**Opdracht 1**
Geef de tekst over het landgoed Marialust volledig en letterlijk terug.

**Geëxtraheerde tekst**
>>>

In 1824 kocht Jan Hendrik Ameshoff de papierfabriek De Vlijt en het bijbehorende landgoed. Ameshoff brak het huis af en bouwde daarvoor in de plaats de huidige villa Marialust, toen nog bekend onder de naam De Vlijt.
In 1843 ging het bezit over aan de koperfabrikant W.H. de Heus. In 1844 liet hij het koetshuis bouwen. De Heus behield de fabriek en een stuk grond, dit stuk grond stond later bekend als Sophia's Hoeve, maar verkocht in 1852 het merendeel van het landgoed aan de familie Brewer. Omdat de naam van de fabriek De Vlijt bleef, gaf de familie Brewer de naam Maria's Lust aan het landgoed; de vrouw van Brewer heette Maria en ook twee van zijn dochters droegen Maria in hun naam.
Brewer verkocht het landgoed Maria's Lust in 1855 aan Rene de Fiellietaz Goethart. In die jaren had het landgoed nog niet de parkachtige uitstraling die wij ons nu bij een 'landgoed' voorstellen. Het bestond voornamelijk uit heidegrond. De Fielliettaz Goethart liet een groot deel daarvan ontginnen en verkavelen, maar verkocht het terrein in 1884 aan de NV De Olster Steenfabrieken.

<<<

**Records**

>>>

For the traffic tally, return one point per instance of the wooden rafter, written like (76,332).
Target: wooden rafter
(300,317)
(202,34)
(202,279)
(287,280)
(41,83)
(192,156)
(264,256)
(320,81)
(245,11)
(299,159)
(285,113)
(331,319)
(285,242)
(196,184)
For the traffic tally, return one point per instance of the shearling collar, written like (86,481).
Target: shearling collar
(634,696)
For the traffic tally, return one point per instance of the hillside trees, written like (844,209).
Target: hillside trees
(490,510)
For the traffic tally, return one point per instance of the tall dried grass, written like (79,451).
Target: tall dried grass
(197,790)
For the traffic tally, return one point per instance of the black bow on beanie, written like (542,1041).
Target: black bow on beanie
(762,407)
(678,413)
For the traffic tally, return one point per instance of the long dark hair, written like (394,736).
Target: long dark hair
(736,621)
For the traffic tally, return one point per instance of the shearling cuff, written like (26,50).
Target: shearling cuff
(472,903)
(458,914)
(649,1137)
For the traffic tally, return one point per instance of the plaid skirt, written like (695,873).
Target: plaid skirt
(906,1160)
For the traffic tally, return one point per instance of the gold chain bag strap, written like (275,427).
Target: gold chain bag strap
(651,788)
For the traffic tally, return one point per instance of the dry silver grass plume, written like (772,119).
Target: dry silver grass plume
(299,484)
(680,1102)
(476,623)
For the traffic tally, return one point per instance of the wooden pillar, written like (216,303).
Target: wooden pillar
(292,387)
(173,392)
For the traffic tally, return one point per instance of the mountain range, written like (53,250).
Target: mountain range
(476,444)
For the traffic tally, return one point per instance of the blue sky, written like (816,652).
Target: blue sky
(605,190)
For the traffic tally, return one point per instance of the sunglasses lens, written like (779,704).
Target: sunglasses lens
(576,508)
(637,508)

<<<

**Opdracht 2**
Typ uit de records alleen de regels opnieuw over, beginnend bij de regel met "written like (53,250)." en eindigend bij het einde van de records, beide inbegrepen.

**Antwoord 1**
In 1824 kocht Jan Hendrik Ameshoff de papierfabriek De Vlijt en het bijbehorende landgoed. Ameshoff brak het huis af en bouwde daarvoor in de plaats de huidige villa Marialust, toen nog bekend onder de naam De Vlijt.
In 1843 ging het bezit over aan de koperfabrikant W.H. de Heus. In 1844 liet hij het koetshuis bouwen. De Heus behield de fabriek en een stuk grond, dit stuk grond stond later bekend als Sophia's Hoeve, maar verkocht in 1852 het merendeel van het landgoed aan de familie Brewer. Omdat de naam van de fabriek De Vlijt bleef, gaf de familie Brewer de naam Maria's Lust aan het landgoed; de vrouw van Brewer heette Maria en ook twee van zijn dochters droegen Maria in hun naam.
Brewer verkocht het landgoed Maria's Lust in 1855 aan Rene de Fiellietaz Goethart. In die jaren had het landgoed nog niet de parkachtige uitstraling die wij ons nu bij een 'landgoed' voorstellen. Het bestond voornamelijk uit heidegrond. De Fielliettaz Goethart liet een groot deel daarvan ontginnen en verkavelen, maar verkocht het terrein in 1884 aan de NV De Olster Steenfabrieken.

**Antwoord 2**
For the traffic tally, return one point per instance of the mountain range, written like (53,250).
Target: mountain range
(476,444)
For the traffic tally, return one point per instance of the blue sky, written like (816,652).
Target: blue sky
(605,190)
For the traffic tally, return one point per instance of the sunglasses lens, written like (779,704).
Target: sunglasses lens
(576,508)
(637,508)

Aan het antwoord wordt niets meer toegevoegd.